● Data to process:
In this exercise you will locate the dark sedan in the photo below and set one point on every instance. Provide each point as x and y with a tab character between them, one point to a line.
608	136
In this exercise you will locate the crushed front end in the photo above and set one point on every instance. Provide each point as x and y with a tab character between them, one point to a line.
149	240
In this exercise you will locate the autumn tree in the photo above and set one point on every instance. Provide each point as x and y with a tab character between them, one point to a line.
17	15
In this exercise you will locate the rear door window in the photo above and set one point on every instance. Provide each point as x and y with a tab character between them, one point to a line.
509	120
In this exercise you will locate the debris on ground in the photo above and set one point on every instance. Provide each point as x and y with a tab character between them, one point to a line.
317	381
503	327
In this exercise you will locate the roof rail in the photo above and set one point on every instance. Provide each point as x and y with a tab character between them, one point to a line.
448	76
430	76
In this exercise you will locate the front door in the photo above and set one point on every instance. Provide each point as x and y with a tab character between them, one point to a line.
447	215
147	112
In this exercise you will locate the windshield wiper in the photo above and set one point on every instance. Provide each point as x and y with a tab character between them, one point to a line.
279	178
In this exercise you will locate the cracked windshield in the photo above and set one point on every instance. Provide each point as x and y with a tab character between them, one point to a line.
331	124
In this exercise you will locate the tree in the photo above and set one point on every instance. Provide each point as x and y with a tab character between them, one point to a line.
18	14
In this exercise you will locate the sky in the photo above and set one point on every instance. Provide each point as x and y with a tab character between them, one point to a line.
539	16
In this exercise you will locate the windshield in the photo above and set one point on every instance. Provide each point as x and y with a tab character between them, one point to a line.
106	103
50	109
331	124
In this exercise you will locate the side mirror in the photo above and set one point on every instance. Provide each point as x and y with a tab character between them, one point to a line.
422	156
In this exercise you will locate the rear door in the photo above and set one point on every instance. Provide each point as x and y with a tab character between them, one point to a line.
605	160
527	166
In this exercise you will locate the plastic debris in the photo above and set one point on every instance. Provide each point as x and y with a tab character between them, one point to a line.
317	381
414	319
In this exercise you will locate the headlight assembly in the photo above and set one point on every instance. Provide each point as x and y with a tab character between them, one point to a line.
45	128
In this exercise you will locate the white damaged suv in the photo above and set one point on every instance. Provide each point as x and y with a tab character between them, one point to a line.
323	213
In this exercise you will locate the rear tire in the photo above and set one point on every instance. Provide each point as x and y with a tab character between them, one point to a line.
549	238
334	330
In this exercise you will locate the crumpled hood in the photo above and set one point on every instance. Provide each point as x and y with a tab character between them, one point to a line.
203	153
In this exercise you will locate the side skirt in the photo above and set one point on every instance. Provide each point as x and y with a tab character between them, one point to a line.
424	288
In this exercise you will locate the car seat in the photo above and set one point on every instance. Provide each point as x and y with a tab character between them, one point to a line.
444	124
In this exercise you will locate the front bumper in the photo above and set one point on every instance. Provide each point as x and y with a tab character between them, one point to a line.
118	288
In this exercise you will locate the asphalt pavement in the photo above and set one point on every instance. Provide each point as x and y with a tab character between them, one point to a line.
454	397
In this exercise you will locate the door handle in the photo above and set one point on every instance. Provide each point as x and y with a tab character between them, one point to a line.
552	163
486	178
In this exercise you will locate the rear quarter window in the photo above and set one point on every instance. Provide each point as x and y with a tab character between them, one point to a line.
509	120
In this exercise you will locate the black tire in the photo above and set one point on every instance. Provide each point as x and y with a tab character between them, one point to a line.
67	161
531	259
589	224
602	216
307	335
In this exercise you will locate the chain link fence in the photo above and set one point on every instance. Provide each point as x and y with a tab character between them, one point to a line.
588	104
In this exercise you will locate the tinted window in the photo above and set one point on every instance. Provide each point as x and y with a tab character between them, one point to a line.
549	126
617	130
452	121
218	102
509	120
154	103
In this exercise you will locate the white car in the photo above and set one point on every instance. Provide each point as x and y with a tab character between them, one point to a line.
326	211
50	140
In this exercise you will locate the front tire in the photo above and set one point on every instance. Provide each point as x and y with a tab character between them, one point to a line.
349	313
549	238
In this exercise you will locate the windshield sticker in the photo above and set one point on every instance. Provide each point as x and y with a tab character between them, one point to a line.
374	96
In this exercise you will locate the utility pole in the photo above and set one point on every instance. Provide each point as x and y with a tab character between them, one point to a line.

● What is needed:
Word for word, restate the entries that appear above.

● Completed task:
In this exercise you will locate the dark sedan in the photo below and set one point on every instance. Provide each point as x and y with a tab character between them, one point to a line.
608	136
In this exercise you will locate the crushed front end in the photo above and set one point on every instance. Provide each point as x and y with a tab character between them, one point to a line.
149	240
In this exercise you will locate the autumn tree in the photo above and set one point on every instance. Provide each point as x and y with a tab character between them, one point to a line.
17	15
In this exercise you will locate the rear door window in the photo above and set one point on every instance. Provide each point as x and y with a tab character between them, one point to a line.
509	120
In this exercise you will locate the debris on ground in the photo above and set one point on every instance. Provide each point as x and y with a tab character between them, one point to a line.
317	381
503	327
In this exercise you will locate the roof rail in the photo above and set one point on every instance. Provide each point as x and y with a tab character between them, one point to a line.
448	76
430	76
In this exercise you will locate the front door in the photo above and set one point on every instance. Provide each point as x and y with a tab character between them, one point to a line.
447	215
147	112
In this exercise you will locate the windshield wiper in the photo above and set one point on every instance. Provide each point as x and y with a tab character between them, one point to a line.
279	178
In this exercise you will locate the cracked windshield in the photo above and set one point on every instance. Provide each point as x and y with a tab character between them, one point to a line.
331	124
In this exercise you will locate the tree in the photo above and set one point on every instance. Provide each point as x and y with a tab character between them, one point to a line.
18	14
In this exercise you will locate the sky in the photo above and set one point on every instance. Provide each point as x and y with a tab character between them, one point to a line.
539	16
In this exercise you will locate the windshield in the photo above and set one point on every instance. Provide each point as x and y with a tab character between them, one point to a line.
106	103
50	109
331	124
In this exercise you will locate the side mirror in the photo above and set one point on every instance. Provide each point as x and y with a tab character between them, one point to a line.
422	156
In this exercise you will locate the rear door in the photo above and set one point on every instance. Provide each point as x and y with a tab character between them, one point to a line.
605	160
527	166
In this exercise you will locate the plastic debris in the photo above and set one point on every instance. Provide each point as x and y with a tab character between them, one point to a line.
317	381
414	319
In this exercise you will locate the headlight assembly in the photo above and set one point on every instance. Provide each point as x and y with a tab character between them, one point to a line.
45	128
In this exercise you will locate the white damaged suv in the photo above and set one point on every instance. Provide each point as x and y with a tab character between them, one point to a line.
323	213
In this exercise you will locate the rear tire in the photo above and set one point on every instance. Provide each point as x and y with a tab character between them, one point to a line.
549	238
334	330
In this exercise you will locate the crumpled hood in the photo above and set one point on every instance. Provide each point as x and y with a tab character between them, one point to a line.
203	153
In this exercise you will locate the side skirt in the photo above and set one point on every instance. Provide each point as x and y with a tab character between them, one point to a line.
424	288
In this exercise you will locate the car seat in the photo above and set one point on every instance. Provide each point as x and y with a tab character between them, one point to a line.
444	124
In this exercise you will locate the front bumper in the photo above and set one point on every instance. Provide each point as x and y with a tab character between them, one point to a line.
118	288
In this exercise you will locate the asphalt pavement in the photo above and set one point on every instance. Provide each point as x and y with a tab character between them, one point to a line.
454	397
In this exercise you will locate the door handle in the photo above and set one point on every instance. Provide each point as x and y with a tab character between them, one point to a line.
552	163
486	178
In this exercise you will locate the rear quarter window in the photo above and set one point on every instance. Provide each point as x and y with a tab character between them, one point to a line.
509	120
In this exercise you will locate the black tire in the photo above and set one point on every instance. Provide each point as x and y with a tab character between them, one point to a line.
67	161
531	259
589	224
602	216
307	335
In this exercise you will locate the chain link fence in the photo above and set one point on every instance. Provide each point as x and y with a tab character between them, one point to a line.
588	104
In this exercise you will locate the tinted window in the photo above and set one point on every instance. Provide each point as x and y with a tab character between them, one point to a line.
549	126
617	130
452	121
218	102
509	120
154	103
In this exercise you will locate the white car in the photo above and set one point on every instance. Provide each point as x and y with a tab character between them, one point to a line.
326	211
50	140
In this exercise you will locate the front tire in the photo above and set one point on every instance. Provide each point as x and y with a tab character between them, one point to a line.
349	313
549	238
In this exercise you will locate the windshield sticker in the photo above and set one point on every instance. Provide each point as x and y with a tab character between them, one point to a line.
374	96
In this exercise you will locate the utility pole in the photo above and set one point on every instance. Provide each point as x and y with a tab character between them, one point to a line.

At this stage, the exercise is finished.